[BEGIN EXTRACTED TEXT]

MH's ideal coil and voltage question

[poynt99]

The inductance value is being used to calculate the peak current at T=7 seconds,but the induction process to make this calculation is not correct between the time period T=5 seconds to T=7 seconds. The inductance value being used to make this calculation is not correct. We have started at T=5 seconds,and ended at T=7 seconds to calculate the peak current reached at T=7 seconds. This is on the understanding that the induction process taking place at this time will start with no current flowing through the coil,and no existing magnetic field. We apply our voltage,and current starts to flow,and a magnetic field begins to build(induction). We calculate that using a 5H coil,the peak current value reached at T= 7 seconds will be 1.2 amp's. But as i said,this assumes that there is no current flowing through the coil. This assumes that a current will begin to flow,a magnetic field will begin to form,and the CEMF value will fall as the magnetic fields change in time reduces.

Where and how did you arrive at the notion that at T=5s or T=7s, that no current is flowing?

[tinman]

Where and how did you arrive at the notion that at T=5s or T=7s, that no current is flowing?

Ok,i give up.

I thought i had explained it quite clearly,but apparently not.

Im not saying that there was no current flowing at T=5 second's--im saying the exact opposite.

[END EXTRACTED TEXT]
[BEGIN RECORDS SHOWN]

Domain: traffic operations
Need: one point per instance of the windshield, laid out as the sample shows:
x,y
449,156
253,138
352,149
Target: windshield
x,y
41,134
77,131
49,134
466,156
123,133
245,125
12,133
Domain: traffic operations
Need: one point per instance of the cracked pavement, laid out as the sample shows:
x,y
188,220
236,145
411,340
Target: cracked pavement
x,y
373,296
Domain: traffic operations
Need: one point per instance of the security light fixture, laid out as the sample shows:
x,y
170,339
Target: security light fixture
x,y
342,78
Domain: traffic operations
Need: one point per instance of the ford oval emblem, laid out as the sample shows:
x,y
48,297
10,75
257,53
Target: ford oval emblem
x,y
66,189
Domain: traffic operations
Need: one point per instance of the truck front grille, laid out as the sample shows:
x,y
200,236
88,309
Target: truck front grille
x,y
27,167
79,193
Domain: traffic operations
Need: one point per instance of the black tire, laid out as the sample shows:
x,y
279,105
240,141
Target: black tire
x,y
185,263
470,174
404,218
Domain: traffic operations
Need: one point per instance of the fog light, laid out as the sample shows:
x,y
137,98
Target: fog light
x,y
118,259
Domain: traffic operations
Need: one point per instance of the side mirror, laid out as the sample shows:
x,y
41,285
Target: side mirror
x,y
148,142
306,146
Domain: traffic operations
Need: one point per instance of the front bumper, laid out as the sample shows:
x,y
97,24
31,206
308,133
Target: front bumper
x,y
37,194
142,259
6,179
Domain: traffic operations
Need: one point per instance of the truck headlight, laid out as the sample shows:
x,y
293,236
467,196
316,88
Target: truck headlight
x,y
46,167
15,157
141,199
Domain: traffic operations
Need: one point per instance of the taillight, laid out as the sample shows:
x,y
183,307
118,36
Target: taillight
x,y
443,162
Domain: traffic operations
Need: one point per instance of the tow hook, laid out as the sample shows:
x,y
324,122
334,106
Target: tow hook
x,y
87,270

[END RECORDS SHOWN]

■ THINGS TO DO
a – In the coil and voltage thread above the records, write down the passage that begins at the words "Ok,i give up." and stops after "the exact opposite.".
b – Carry the forum thread on the ideal coil and voltage question forward from its final line.

■ ANSWERS TO EACH TASK
a –
Ok,i give up.

I thought i had explained it quite clearly,but apparently not.

Im not saying that there was no current flowing at T=5 second's--im saying the exact opposite.

b –
Because there is a current flowing at T=5 second's,the inductance value that the EMF see's at T=5 seconds is not correct,due to this already flowing current.

See if this help's.
Lets say there is no current flowing through the inductor.
We apply our negative 3 volts for 2 seconds. That gives us a peak current at the end of the 2 seconds of 1.2 amps.

Now we do the same,only this time there is 2.4 amps flowing through the coil loop.
We once again place our negative 3 volts across the coil for 2 second's. We now have the very same answer as far as current value go's ,of 1.2 amps peak at the end of the 2 seconds.

How can it be the same value,when in one case there is no current flowing through the coil,and in the other case there is 2.4 amps flowing through the coil?.

In one case ,we have a rising magnetic field that will produce a counter EMF,and in the other case,we have a falling magnetic field that will produce an EMF that is not !counter! against the applied EMF.

How is it that the same formula can be used for two very different situations?.


Brad

[poynt99]

See if this help's.
Lets say there is no current flowing through the inductor.
We apply our negative 3 volts for 2 seconds. That gives us a peak current at the end of the 2 seconds of 1.2 amps.

Now we do the same,only this time there is 2.4 amps flowing through the coil loop.
We once again place our negative 3 volts across the coil for 2 second's. We now have the very same answer as far as current value go's ,of 1.2 amps peak at the end of the 2 seconds.

How can it be the same value,when in one case there is no current flowing through the coil,and in the other case there is 2.4 amps flowing through the coil?.

Brad,

First, understand this; the equation tells us what the final value of current will be, not the "peak" current as you have been calling it. That may be part of your confusion.

Ok, with no current flowing (the beginning of the test) if we apply a -3V supply for 2s, the final current will be -1.2A, not +1.2A as you have stated. The current will ramp down from 0A to -1.2A over 2s.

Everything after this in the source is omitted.